(作業項目) 下にある、病院の順番待ちの列に割り込んだ人をめぐる文章を、最後の一文の後から書き継いでもらえますか?

「60代女性です。私が通院している、朝から行列のできる病院で起きた出来事です。その日も大勢が並んでいたのですが、受付が始まったとたん、するりと一番前に割り込んだ人がいて...みんな唖然としていたのですが、話はそれだけでは終わらなかったのです」
■順番待ちの一番前にスルりと入り込んできたあの人は?
先日、持病を診察してもらうために最寄りのクリニックに行きました。
近所でも評判の腕の良い医者で、毎日とても混雑する病院です。
いつも受付開始の30分ほど前から人が並び始め、ドアが開くと同時に待合室が満室になります。
その日は雨上がりで、やけに肌寒い日でした。
隣の方と「寒くなってきましたね」などと雑談しながら、ブルブルと震えて待っていました。
受付開始の時間になり、病院の受付の方が鍵を開け「お待たせしました」と申し訳なさそうに挨拶してくれました。
すると、時間通りにドアが開いたその瞬間、横付けされた車の助手席から50代くらいの女性がスルりと降りてくると、列の一番前に入ってきたのです。
もしかして一番前の人の知り合いかしら? それとも急病? と気になったのですが、一番前で待っていた人もあっけにとられた様子で、後ろに並んだ人と顔を見合わせたり、指さしたりといった様子がありました。
どうも知り合いではないようです。
ちなみに、横入りしてきた当人は一番に受付を済ませ、待合室のソファーにどっかりと腰掛け、すました顔をしています。
■「私は一番前に並んでいた!」待合室に響き渡る怒鳴り声
受付のスタッフは気づかなかったようですが、最初にドアを開けたスタッフさんが列への横入りに気づいたのか、その女性に声をかけました。

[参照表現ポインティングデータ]
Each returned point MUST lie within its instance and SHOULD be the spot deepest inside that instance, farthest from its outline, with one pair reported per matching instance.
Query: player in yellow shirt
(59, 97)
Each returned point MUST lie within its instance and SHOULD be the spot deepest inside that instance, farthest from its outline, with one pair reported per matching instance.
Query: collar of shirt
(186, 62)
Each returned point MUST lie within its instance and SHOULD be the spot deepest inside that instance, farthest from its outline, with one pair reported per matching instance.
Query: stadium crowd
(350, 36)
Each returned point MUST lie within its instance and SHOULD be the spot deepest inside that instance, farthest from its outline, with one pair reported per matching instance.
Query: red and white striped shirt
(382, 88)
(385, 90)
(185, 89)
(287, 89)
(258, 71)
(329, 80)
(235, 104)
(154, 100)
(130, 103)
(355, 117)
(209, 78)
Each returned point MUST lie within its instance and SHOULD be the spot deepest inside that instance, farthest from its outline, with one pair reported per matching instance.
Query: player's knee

(あなたの回答)
膝をついて、私から見ても丁寧だなあと感心するような態度です。
ですが、その声をかけられた女性はすごい剣幕で「私は一番前に並んでいた!」と、待合室に響き渡る声で言ったのです。
あまりの大声に、待合室も水を打ったように静まり返ってしまいました。
受付の方はこのような方にも慣れているのでしょうか、最初に並んでいた方に声をかけ、恐らく先に案内することを了承してもらったのでしょう。
すぐに受付に戻りました。
「触らぬ神に祟りなし」と、みんな見ないふりをしてやり過ごしたのですが、診察室からまた大声が聞こえ、その人は足音荒く出ていきました。
変わった人もいるものだと、目を合わせないように下を向きながら思いましたが、幸か不幸か一番前に横入りしてくれたおかげで、短い時間しか一緒の部屋におらずに済みました。
お会計を済ませて出て行ったその人がドアを出た瞬間、緊張がとけました。
きっと待合室で待つ人たちもほっとしたことでしょう。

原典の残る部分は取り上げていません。